- Work required: Copy all the entries below exactly, but not the pictures.
_ _ _ _ _
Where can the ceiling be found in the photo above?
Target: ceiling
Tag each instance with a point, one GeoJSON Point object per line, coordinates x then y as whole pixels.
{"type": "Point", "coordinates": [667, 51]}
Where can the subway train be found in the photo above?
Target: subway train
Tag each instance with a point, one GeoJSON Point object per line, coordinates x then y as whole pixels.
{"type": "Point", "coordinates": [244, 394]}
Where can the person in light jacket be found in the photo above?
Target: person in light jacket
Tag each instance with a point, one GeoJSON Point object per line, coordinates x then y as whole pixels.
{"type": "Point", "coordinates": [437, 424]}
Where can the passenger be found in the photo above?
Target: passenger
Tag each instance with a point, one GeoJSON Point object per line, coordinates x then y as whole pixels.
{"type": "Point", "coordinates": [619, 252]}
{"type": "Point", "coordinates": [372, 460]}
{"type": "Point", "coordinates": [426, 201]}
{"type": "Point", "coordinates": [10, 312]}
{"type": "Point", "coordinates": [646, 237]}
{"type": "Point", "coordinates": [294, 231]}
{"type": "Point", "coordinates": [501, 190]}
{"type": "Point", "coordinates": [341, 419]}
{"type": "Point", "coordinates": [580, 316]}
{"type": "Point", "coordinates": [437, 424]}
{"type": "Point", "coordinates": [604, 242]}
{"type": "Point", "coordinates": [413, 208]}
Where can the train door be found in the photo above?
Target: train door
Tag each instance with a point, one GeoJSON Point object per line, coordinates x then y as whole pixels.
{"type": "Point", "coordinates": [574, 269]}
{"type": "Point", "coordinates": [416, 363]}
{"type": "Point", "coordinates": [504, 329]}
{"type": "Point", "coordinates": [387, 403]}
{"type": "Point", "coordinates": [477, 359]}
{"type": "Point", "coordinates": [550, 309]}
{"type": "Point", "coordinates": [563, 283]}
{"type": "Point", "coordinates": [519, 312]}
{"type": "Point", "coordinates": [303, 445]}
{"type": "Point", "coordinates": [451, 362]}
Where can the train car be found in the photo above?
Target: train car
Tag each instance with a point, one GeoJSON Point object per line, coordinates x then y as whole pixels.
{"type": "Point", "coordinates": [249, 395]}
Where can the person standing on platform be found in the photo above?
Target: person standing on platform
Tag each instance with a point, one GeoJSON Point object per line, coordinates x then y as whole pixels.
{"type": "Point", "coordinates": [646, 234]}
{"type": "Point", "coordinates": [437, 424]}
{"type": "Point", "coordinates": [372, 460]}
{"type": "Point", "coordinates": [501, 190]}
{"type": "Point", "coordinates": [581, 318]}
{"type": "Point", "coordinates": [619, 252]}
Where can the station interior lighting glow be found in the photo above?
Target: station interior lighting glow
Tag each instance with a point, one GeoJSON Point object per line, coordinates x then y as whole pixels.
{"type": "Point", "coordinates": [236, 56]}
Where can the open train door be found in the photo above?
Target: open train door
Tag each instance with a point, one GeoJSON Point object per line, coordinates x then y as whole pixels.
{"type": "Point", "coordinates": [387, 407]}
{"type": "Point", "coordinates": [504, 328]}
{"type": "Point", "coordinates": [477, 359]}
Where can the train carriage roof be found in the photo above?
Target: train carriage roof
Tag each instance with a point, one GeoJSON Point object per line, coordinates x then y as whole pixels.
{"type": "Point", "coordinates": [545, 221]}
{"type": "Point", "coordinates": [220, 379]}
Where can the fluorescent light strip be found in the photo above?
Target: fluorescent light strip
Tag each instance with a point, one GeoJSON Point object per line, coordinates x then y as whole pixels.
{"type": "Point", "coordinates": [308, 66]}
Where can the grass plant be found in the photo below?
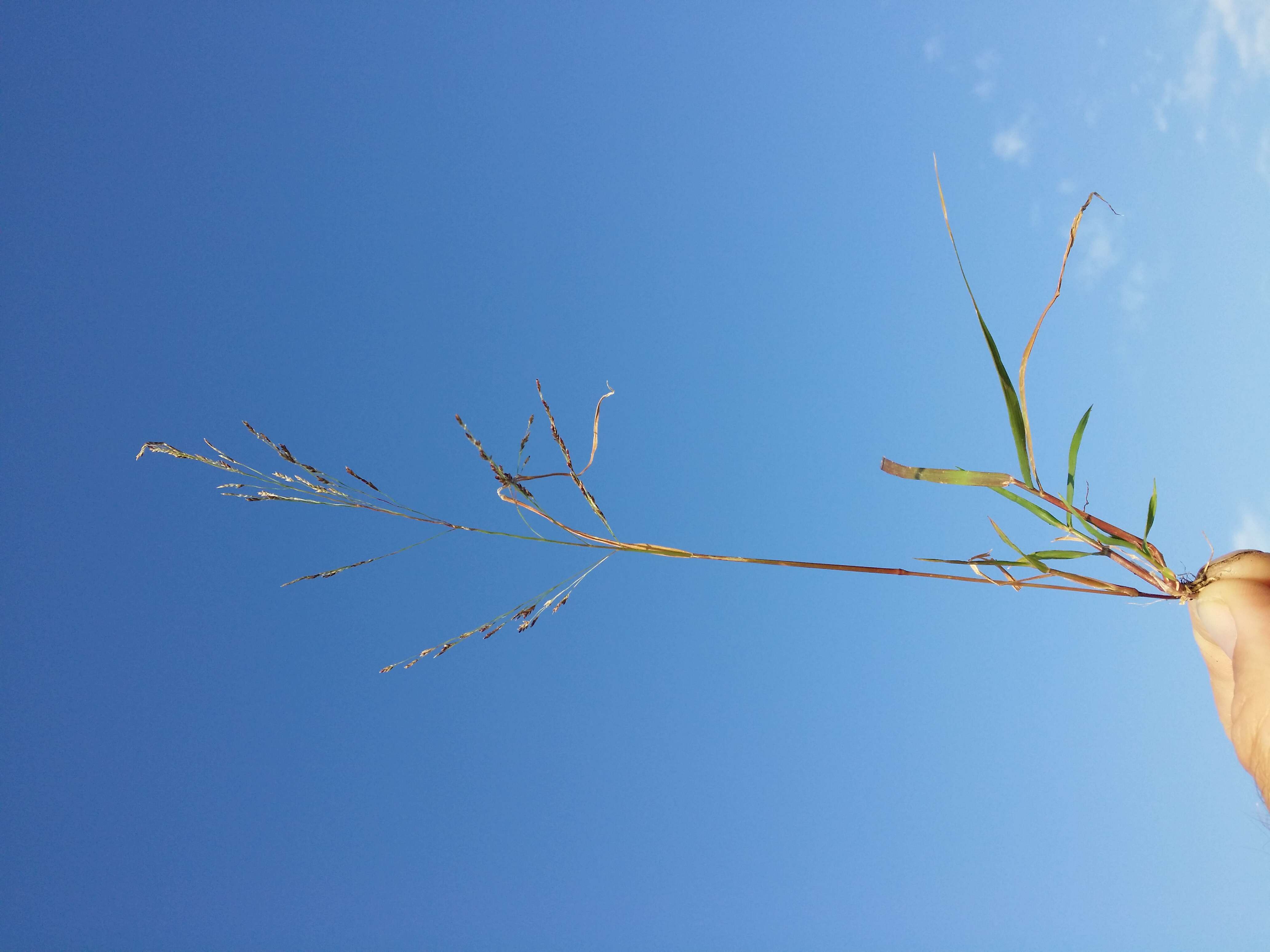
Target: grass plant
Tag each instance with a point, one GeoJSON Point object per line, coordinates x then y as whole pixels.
{"type": "Point", "coordinates": [1080, 534]}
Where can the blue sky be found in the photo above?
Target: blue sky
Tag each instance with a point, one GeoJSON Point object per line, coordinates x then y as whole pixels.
{"type": "Point", "coordinates": [349, 224]}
_ _ _ _ _
- Answer for this exercise:
Where can the ceiling be found in the photo above?
Target: ceiling
Tag each instance with a point, one GeoJSON Point object per line, coordinates x then y as whole pixels.
{"type": "Point", "coordinates": [667, 51]}
Where can the subway train be found in the photo above?
Target: subway train
Tag each instance with a point, one GeoJSON Point object per line, coordinates x then y as whole pixels.
{"type": "Point", "coordinates": [244, 394]}
Where can the person in light jacket be found in the photo above?
Target: person in light jacket
Tag each instance with a point, one GeoJSON Point object per line, coordinates x then y as whole pixels.
{"type": "Point", "coordinates": [437, 424]}
Where can the passenger be found in the photo above?
Target: passenger
Tag each instance with a point, one GeoJSON Point object per line, coordinates x then y as whole pixels.
{"type": "Point", "coordinates": [619, 252]}
{"type": "Point", "coordinates": [372, 460]}
{"type": "Point", "coordinates": [426, 201]}
{"type": "Point", "coordinates": [10, 312]}
{"type": "Point", "coordinates": [646, 237]}
{"type": "Point", "coordinates": [294, 231]}
{"type": "Point", "coordinates": [501, 190]}
{"type": "Point", "coordinates": [341, 419]}
{"type": "Point", "coordinates": [580, 316]}
{"type": "Point", "coordinates": [437, 424]}
{"type": "Point", "coordinates": [604, 242]}
{"type": "Point", "coordinates": [413, 208]}
Where can the train door be found in the photo above?
Target: train door
Tag each instance with a point, one GeoJSON Point object per line, coordinates x then y as whole pixels.
{"type": "Point", "coordinates": [574, 269]}
{"type": "Point", "coordinates": [416, 363]}
{"type": "Point", "coordinates": [504, 329]}
{"type": "Point", "coordinates": [387, 403]}
{"type": "Point", "coordinates": [477, 359]}
{"type": "Point", "coordinates": [550, 309]}
{"type": "Point", "coordinates": [563, 283]}
{"type": "Point", "coordinates": [519, 312]}
{"type": "Point", "coordinates": [303, 445]}
{"type": "Point", "coordinates": [451, 362]}
Where can the train car be found in the photo above?
Target: train car
Tag each instance with a point, one GeoJSON Point object per line, coordinates x then y as whole pixels.
{"type": "Point", "coordinates": [249, 395]}
Where can the person standing on platform be found in the photo above?
Target: person standing on platform
Tag each instance with a point, one GeoJSON Point object per line, coordinates x then y as whole pixels.
{"type": "Point", "coordinates": [646, 234]}
{"type": "Point", "coordinates": [437, 424]}
{"type": "Point", "coordinates": [372, 460]}
{"type": "Point", "coordinates": [501, 190]}
{"type": "Point", "coordinates": [581, 318]}
{"type": "Point", "coordinates": [619, 252]}
Where can the station interior lighting glow be found in the photo above?
Target: station interior lighting glow
Tag each instance with a point, one GeoJSON Point object per line, coordinates x then y as whole pixels.
{"type": "Point", "coordinates": [236, 56]}
Where can the open train door be found in the photo above?
Target: open train door
Tag each instance with a point, one GeoJSON Point object per line, coordinates x then y as whole pixels.
{"type": "Point", "coordinates": [387, 407]}
{"type": "Point", "coordinates": [504, 328]}
{"type": "Point", "coordinates": [477, 359]}
Where can the train carriage roof be found in the photo above?
Target: train carriage roof
Tag each instance with a point, one GeoJSON Point object per line, coordinates x then y as whole pixels.
{"type": "Point", "coordinates": [545, 221]}
{"type": "Point", "coordinates": [220, 379]}
Where can the fluorescent light strip be found in the photo above?
Target: fluorescent light strip
Tag each instance with a point, one GeoJSON Point object per line, coordinates x then y as whole pixels.
{"type": "Point", "coordinates": [308, 66]}
Where can the grass plant be found in the photo below?
Target: grass plant
Tag each instance with a point, one GeoJSON Point object per line, coordinates x then y as whole pixels.
{"type": "Point", "coordinates": [1080, 534]}
Where can the blue sky be found in the photo above?
Target: blue sky
Tag each instance with a point, one GeoJSON Point object per line, coordinates x then y as whole pixels.
{"type": "Point", "coordinates": [349, 224]}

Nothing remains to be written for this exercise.